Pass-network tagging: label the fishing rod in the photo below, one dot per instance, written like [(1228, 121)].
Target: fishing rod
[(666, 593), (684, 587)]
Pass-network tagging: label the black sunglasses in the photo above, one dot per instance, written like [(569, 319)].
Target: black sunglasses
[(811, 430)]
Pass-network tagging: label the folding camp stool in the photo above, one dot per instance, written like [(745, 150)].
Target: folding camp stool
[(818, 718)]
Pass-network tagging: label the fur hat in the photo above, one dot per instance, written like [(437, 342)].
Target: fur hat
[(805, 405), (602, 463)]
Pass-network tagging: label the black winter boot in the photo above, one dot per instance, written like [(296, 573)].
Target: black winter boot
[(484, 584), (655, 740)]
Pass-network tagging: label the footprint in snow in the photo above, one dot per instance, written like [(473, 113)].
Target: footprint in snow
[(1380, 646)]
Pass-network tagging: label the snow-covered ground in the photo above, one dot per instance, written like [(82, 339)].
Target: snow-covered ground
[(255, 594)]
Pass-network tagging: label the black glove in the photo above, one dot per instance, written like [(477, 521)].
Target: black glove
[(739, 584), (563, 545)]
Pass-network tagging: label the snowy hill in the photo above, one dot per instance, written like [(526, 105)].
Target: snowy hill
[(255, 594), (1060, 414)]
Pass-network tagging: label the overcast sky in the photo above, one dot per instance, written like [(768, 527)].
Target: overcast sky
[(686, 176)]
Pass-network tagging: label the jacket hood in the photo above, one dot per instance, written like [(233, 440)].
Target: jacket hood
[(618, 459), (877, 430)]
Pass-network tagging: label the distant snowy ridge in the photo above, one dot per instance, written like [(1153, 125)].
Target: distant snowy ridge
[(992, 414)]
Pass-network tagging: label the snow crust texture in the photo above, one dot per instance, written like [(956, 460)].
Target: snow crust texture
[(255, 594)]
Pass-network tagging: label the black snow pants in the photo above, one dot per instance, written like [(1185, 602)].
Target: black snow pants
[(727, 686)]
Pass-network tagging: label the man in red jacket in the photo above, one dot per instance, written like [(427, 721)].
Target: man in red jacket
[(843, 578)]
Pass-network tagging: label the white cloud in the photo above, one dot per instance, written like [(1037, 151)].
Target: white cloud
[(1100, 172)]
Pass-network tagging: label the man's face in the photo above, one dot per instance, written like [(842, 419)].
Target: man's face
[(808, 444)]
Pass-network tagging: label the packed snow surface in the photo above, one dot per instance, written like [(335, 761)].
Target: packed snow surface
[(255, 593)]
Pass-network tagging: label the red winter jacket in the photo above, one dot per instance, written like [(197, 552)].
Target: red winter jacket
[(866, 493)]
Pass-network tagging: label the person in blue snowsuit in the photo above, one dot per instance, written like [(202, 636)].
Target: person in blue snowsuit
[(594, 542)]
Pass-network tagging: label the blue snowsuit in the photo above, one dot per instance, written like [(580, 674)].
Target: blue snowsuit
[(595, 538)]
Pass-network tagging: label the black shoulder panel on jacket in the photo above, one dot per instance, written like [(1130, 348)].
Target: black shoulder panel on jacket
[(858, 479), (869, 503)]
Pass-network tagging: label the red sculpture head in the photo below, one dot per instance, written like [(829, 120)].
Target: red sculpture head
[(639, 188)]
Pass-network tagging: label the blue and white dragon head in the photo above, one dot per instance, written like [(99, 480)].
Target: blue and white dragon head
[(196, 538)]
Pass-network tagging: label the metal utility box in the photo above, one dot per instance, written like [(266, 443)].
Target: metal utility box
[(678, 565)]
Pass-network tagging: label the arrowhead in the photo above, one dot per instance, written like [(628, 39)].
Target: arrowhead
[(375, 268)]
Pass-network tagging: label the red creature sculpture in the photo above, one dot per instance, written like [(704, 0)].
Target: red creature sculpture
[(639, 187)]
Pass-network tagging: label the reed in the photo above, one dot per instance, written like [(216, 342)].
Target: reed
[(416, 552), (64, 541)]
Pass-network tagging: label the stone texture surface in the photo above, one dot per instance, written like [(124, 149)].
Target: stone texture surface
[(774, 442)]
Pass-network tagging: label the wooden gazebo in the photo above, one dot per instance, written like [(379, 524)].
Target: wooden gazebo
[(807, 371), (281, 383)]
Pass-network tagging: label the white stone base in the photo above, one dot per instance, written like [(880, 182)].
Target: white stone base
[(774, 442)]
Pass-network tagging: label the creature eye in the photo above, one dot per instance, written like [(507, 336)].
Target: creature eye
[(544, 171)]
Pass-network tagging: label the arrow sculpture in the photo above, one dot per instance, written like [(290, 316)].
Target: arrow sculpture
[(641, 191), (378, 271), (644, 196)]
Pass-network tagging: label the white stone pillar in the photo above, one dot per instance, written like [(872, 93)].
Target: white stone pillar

=== Exercise prompt ===
Starting at the beginning of the records and ending at the line containing "[(666, 593), (684, 587)]", write out every line again, requests included, rescaling each coordinate in the answers by 1.65 and rounding to whole numbers, with halves rounded up. Leave the numbers in the requests and their format samples unchanged, and give only these lines.

=== Solution to this task ===
Pass-network tagging: label the fishing rod in the photo below, one dot per instance, written like [(1228, 121)].
Target: fishing rod
[(1099, 978), (1129, 969)]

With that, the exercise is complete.